*What the task asks*:
Send back all the data below, exactly as given.

─── Stored data ───

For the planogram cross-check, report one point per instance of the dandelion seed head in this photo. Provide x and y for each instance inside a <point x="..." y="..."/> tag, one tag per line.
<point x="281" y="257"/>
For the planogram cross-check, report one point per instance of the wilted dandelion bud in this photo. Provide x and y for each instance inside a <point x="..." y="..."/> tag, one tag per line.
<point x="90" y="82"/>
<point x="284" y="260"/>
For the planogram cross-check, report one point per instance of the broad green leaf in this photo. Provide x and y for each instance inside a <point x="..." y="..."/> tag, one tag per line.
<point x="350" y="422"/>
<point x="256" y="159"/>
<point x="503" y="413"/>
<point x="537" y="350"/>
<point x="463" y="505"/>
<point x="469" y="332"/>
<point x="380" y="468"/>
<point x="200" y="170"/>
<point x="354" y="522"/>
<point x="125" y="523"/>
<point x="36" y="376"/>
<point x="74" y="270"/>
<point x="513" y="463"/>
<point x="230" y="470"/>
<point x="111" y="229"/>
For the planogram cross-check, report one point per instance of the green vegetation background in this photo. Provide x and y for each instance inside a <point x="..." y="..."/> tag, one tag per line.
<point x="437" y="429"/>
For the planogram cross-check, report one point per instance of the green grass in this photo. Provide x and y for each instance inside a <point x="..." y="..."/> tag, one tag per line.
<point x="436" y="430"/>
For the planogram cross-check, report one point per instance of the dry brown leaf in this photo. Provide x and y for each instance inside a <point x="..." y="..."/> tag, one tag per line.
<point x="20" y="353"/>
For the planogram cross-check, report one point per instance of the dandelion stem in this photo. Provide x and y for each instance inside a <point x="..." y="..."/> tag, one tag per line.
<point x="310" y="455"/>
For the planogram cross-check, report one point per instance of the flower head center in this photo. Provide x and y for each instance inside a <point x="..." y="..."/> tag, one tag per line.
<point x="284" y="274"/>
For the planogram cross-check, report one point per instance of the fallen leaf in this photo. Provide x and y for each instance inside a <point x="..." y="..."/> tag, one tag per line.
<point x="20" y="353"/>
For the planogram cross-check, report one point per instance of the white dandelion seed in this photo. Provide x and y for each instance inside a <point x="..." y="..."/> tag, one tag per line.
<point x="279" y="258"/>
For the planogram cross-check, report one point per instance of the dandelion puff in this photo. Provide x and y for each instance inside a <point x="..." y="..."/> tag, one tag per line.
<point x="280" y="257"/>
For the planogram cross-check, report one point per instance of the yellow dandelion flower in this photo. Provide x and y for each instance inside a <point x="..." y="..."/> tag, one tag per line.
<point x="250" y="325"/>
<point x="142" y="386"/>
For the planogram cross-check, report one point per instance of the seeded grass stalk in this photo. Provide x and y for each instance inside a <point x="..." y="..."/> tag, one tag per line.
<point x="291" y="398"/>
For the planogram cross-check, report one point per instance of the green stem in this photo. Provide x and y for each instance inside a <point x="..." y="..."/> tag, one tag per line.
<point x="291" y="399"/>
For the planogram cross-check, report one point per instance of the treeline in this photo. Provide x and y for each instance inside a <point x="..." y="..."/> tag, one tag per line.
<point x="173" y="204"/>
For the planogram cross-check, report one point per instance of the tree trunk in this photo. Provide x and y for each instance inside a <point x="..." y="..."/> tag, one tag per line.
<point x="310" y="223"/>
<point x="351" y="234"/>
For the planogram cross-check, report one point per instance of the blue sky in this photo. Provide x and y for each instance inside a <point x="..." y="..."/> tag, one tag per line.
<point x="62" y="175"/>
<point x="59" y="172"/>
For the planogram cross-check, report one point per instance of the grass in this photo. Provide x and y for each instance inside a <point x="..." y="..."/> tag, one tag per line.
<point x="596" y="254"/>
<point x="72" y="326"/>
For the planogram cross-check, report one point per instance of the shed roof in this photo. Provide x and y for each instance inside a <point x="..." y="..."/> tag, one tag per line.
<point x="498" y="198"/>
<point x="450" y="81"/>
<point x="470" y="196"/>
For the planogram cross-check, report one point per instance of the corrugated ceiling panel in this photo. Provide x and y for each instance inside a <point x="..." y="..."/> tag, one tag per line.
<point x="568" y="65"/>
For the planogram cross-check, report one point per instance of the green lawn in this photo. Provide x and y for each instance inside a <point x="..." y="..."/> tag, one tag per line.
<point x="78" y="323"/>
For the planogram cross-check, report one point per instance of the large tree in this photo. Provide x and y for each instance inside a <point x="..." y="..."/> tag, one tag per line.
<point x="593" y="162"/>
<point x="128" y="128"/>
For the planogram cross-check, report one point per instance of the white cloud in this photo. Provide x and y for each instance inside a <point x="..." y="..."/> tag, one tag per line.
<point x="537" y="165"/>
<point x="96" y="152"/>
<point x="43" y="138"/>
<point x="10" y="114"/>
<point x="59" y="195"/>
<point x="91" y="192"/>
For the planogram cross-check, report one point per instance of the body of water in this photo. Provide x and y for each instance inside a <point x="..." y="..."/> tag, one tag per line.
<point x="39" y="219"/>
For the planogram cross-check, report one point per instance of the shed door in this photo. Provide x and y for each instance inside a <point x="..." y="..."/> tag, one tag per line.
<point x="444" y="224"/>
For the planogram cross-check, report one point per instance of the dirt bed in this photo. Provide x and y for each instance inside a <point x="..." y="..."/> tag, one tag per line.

───

*Exercise response*:
For the planogram cross-check, report one point per instance of the dandelion seed head in this photo. Provide x and y for each instance inside a <point x="..." y="..."/> tag, one tag per line.
<point x="281" y="257"/>
For the planogram cross-check, report one point per instance of the wilted dandelion bud in this photo. Provide x and y for each instance inside a <point x="..." y="..."/> tag, one tag per line.
<point x="90" y="82"/>
<point x="284" y="260"/>
For the planogram cross-check, report one point per instance of the broad green leaf in this photo. Provide x and y for each instance inside a <point x="..." y="..."/> tag, one tag per line.
<point x="350" y="422"/>
<point x="256" y="159"/>
<point x="503" y="413"/>
<point x="537" y="350"/>
<point x="463" y="505"/>
<point x="469" y="332"/>
<point x="380" y="468"/>
<point x="200" y="170"/>
<point x="354" y="522"/>
<point x="125" y="523"/>
<point x="36" y="376"/>
<point x="74" y="270"/>
<point x="513" y="463"/>
<point x="230" y="470"/>
<point x="111" y="229"/>
For the planogram cross-check, report one point per instance of the green vegetation background in this photo. Provide x and y for each instance inside a <point x="..." y="..."/> tag, one tag per line.
<point x="437" y="429"/>
For the planogram cross-check, report one point per instance of the green grass in this photo. Provide x and y for each instance inside a <point x="..." y="..."/> tag, one tag per line.
<point x="436" y="430"/>
For the planogram cross-check, report one point per instance of the dry brown leaf in this photo. Provide x and y for each instance inside a <point x="..." y="..."/> tag, one tag per line.
<point x="20" y="353"/>
For the planogram cross-check, report one point per instance of the dandelion stem in this photo. Provide x and y for each instance inside a <point x="..." y="..."/> tag, one tag per line.
<point x="310" y="455"/>
For the planogram cross-check, report one point per instance of the flower head center in this photo. Provide x and y for each instance inside a <point x="..." y="..."/> tag, one tag per line.
<point x="284" y="274"/>
For the planogram cross-check, report one point per instance of the fallen leaf in this photo. Provide x and y for each instance inside a <point x="..." y="..."/> tag, one tag per line.
<point x="20" y="353"/>
For the planogram cross-check, report one point per instance of the white dandelion seed in this photo. Provide x and y for each instance inside a <point x="..." y="..."/> tag, one tag per line.
<point x="279" y="258"/>
For the planogram cross-check, report one point per instance of the dandelion puff in this photo. Provide x and y for each instance inside a <point x="..." y="..."/> tag, one tag per line.
<point x="280" y="257"/>
For the planogram cross-check, report one point per instance of the yellow dandelion flower in this photo. Provide x and y for each instance inside a <point x="..." y="..."/> tag, one tag per line.
<point x="250" y="325"/>
<point x="142" y="386"/>
For the planogram cross-check, report one point per instance of the seeded grass stalk in this photo. Provide x and y for each instance inside a <point x="..." y="..."/> tag, one tag per line.
<point x="291" y="398"/>
For the planogram cross-check, report one point per instance of the green stem in this photo. Provide x and y for each instance inside a <point x="..." y="..."/> tag, one tag per line.
<point x="291" y="399"/>
For the planogram cross-check, report one point per instance of the treeline in this photo. Provide x and y for each instance inside a <point x="..." y="..."/> tag, one tag per line.
<point x="173" y="204"/>
For the planogram cross-check, report one point per instance of the tree trunk in this photo. Provide x and y for each instance inside a <point x="..." y="..."/> tag, one tag per line.
<point x="310" y="223"/>
<point x="351" y="234"/>
For the planogram cross-check, report one point per instance of the blue sky in this photo. Provide x and y for each instance inside a <point x="..." y="..."/> tag, one tag per line.
<point x="62" y="175"/>
<point x="59" y="172"/>
For the planogram cross-check, report one point per instance of the grass in this photo. Provide x and y for each instance inside a <point x="..." y="..."/> tag, one tag per line.
<point x="596" y="254"/>
<point x="72" y="326"/>
For the planogram cross-check, report one point per instance of the shed roof in this photo. Provide x and y for each instance inside a <point x="..." y="..."/> tag, one tag per line.
<point x="498" y="198"/>
<point x="450" y="81"/>
<point x="470" y="196"/>
For the planogram cross-check, report one point per instance of the corrugated ceiling panel in this photo. Provide x and y for each instance inside a <point x="..." y="..."/> tag, one tag per line.
<point x="568" y="65"/>
For the planogram cross-check, report one point per instance of the green lawn in this photo. Provide x and y for each instance inside a <point x="..." y="..."/> tag, one tag per line.
<point x="78" y="323"/>
For the planogram cross-check, report one point per instance of the large tree in this photo. Provide x and y for each instance inside a <point x="..." y="..."/> tag, one tag per line.
<point x="593" y="162"/>
<point x="128" y="128"/>
For the planogram cross-check, report one point per instance of the white cloud in this photo. Provide x and y for each instance inside a <point x="..." y="..."/> tag, one tag per line.
<point x="537" y="165"/>
<point x="96" y="152"/>
<point x="43" y="138"/>
<point x="10" y="114"/>
<point x="59" y="195"/>
<point x="91" y="192"/>
For the planogram cross-check, report one point per instance of the body of water in this photo. Provide x and y for each instance inside a <point x="..." y="..."/> tag, one tag per line.
<point x="39" y="219"/>
For the planogram cross-check, report one point per instance of the shed door in this photo. Provide x and y for each instance inside a <point x="..." y="..."/> tag, one tag per line.
<point x="444" y="224"/>
For the planogram cross-check, report one point per instance of the dirt bed in this photo. Provide x and y for each instance inside a <point x="..." y="..."/> tag, one tag per line.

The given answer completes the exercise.